* **Data items**:

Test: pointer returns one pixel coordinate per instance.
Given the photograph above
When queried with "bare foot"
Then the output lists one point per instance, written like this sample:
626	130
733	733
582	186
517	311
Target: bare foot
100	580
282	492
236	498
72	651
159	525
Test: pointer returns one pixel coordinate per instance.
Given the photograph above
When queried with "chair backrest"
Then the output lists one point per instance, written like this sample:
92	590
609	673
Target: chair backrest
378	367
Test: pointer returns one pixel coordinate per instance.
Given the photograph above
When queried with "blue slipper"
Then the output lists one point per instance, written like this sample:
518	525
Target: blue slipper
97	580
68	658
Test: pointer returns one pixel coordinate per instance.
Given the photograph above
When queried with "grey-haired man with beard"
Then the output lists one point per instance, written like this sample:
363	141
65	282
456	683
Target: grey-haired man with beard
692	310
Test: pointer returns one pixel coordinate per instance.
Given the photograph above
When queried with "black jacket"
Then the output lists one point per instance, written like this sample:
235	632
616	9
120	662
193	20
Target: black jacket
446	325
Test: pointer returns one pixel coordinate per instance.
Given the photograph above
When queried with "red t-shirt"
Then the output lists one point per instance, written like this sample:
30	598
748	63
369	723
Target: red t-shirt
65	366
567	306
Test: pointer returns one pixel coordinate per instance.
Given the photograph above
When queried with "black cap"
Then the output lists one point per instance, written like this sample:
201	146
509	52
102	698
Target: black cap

* **PROBLEM STATEMENT**: So that nothing differs from the original, transcribe all of the records above.

* **SOLUTION FOR THIS TASK**:
Test: pointer returns one pixel coordinate per instance.
Given the photograph above
When queried with "bare foot"
Then the output lists one point per instance, written like this sample:
626	130
733	733
582	186
517	311
Target: bare foot
100	580
282	492
236	498
72	651
159	525
Test: pointer returns one pixel coordinate per instance.
Given the photograph above
When queried with "chair backrest"
Then the output lists one point per instance, written like this sample:
92	590
609	673
Target: chair backrest
378	367
Test: pointer returns one pixel coordinate per instance.
Given the photograph above
When queried with "blue slipper"
Then the output lists one point per instance, written like this sample:
518	525
Target: blue slipper
97	580
68	658
Test: pointer returns one pixel coordinate per instance.
Given the photograph above
When queried with "grey-haired man with beard"
Then the output lists one point per instance, written like this sample:
363	141
65	282
456	683
Target: grey-haired man with beard
692	310
Test: pointer returns one pixel coordinate per instance.
Given the photograph above
When queried with "black jacket"
Then the output lists one point per instance, written like this sample:
235	632
616	9
120	662
193	20
Target: black jacket
446	325
Test: pointer returns one pixel coordinate per instance.
Given the photograph above
When queried with "red t-shirt"
Then the output lists one point per instance, written like this sample:
30	598
748	63
369	723
Target: red t-shirt
65	366
567	306
Test: pointer returns one pixel coordinate per instance.
Given the photograph above
When queried with "black cap"
Then the output lists one point per instance, written like this sample:
201	146
509	52
102	698
Target: black cap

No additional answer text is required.